== Data extract ==
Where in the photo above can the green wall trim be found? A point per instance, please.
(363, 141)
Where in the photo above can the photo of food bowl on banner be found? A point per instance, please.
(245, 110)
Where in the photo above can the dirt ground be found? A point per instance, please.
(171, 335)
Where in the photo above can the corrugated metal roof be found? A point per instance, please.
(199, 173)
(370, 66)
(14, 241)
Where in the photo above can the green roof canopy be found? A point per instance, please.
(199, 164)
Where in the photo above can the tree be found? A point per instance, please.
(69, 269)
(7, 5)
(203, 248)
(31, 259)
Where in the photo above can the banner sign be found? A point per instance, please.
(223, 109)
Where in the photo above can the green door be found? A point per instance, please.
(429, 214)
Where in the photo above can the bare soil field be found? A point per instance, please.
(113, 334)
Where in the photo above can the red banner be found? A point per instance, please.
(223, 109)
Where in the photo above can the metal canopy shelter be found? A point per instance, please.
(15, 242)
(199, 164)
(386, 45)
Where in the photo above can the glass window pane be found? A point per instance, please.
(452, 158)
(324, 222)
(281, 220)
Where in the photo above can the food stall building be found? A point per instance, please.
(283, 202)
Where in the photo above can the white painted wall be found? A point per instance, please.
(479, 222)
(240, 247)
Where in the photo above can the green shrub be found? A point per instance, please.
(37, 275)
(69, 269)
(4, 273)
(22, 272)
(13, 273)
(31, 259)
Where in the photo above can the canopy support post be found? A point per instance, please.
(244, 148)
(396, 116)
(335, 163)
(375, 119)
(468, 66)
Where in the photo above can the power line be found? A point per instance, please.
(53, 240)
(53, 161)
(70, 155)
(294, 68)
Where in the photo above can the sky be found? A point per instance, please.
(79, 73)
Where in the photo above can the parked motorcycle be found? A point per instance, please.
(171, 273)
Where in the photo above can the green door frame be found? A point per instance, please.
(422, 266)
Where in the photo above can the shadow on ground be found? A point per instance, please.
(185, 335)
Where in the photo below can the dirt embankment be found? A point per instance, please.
===
> **The exercise**
Could you retype all of the lines above, character for character?

> **Expected output**
Where in the photo above can the green wall trim be found? A point per instance, please.
(363, 141)
Where in the photo above can the photo of food bowl on banner be found? A point per instance, please.
(245, 110)
Where in the photo above can the dirt ground be found? A point per instance, please.
(171, 335)
Where in the photo above can the corrugated metal roof be found? A point per instance, please.
(199, 173)
(370, 66)
(14, 241)
Where in the photo above can the green roof canopy be found? A point per instance, please.
(199, 164)
Where in the photo above can the tree be found? A point per instance, please.
(69, 269)
(7, 5)
(203, 248)
(31, 259)
Where in the photo above can the banner sign be found? A point per instance, please.
(223, 109)
Where in the photo above can the green door be found? A point per instance, please.
(429, 214)
Where in the photo above can the bare soil field be found? A point per instance, please.
(113, 334)
Where in the photo above can the red banner be found? A point per instance, please.
(223, 109)
Where in the photo above can the metal canopy shelter be found? A point per instance, please.
(15, 242)
(199, 164)
(386, 45)
Where in the photo above can the glass window pane be found? A point per instance, please.
(452, 158)
(324, 222)
(281, 220)
Where in the photo above can the food stall building be found? A point per instance, please.
(283, 202)
Where in the photo above can the white painted wall be found? A point per instance, please.
(479, 222)
(240, 247)
Where in the photo above can the green shrub be found? A point per instance, please.
(37, 275)
(69, 269)
(4, 273)
(22, 272)
(13, 273)
(31, 259)
Where in the photo above can the canopy support post be found? A point per instance, please.
(244, 148)
(396, 116)
(335, 163)
(375, 119)
(468, 66)
Where in the photo above can the power line be found? A point per instance, please.
(53, 240)
(53, 161)
(70, 155)
(294, 68)
Where in the photo above can the sky be found? A point per instance, please.
(79, 73)
Where in the photo above can the parked motorcycle be found? A point per instance, please.
(171, 273)
Where in the photo above can the green door frame be found? A point per instance, please.
(422, 266)
Where in the photo above can the shadow on ground be found? A point per instance, please.
(185, 335)
Where in the photo below can the dirt embankment be found? A point per instance, please.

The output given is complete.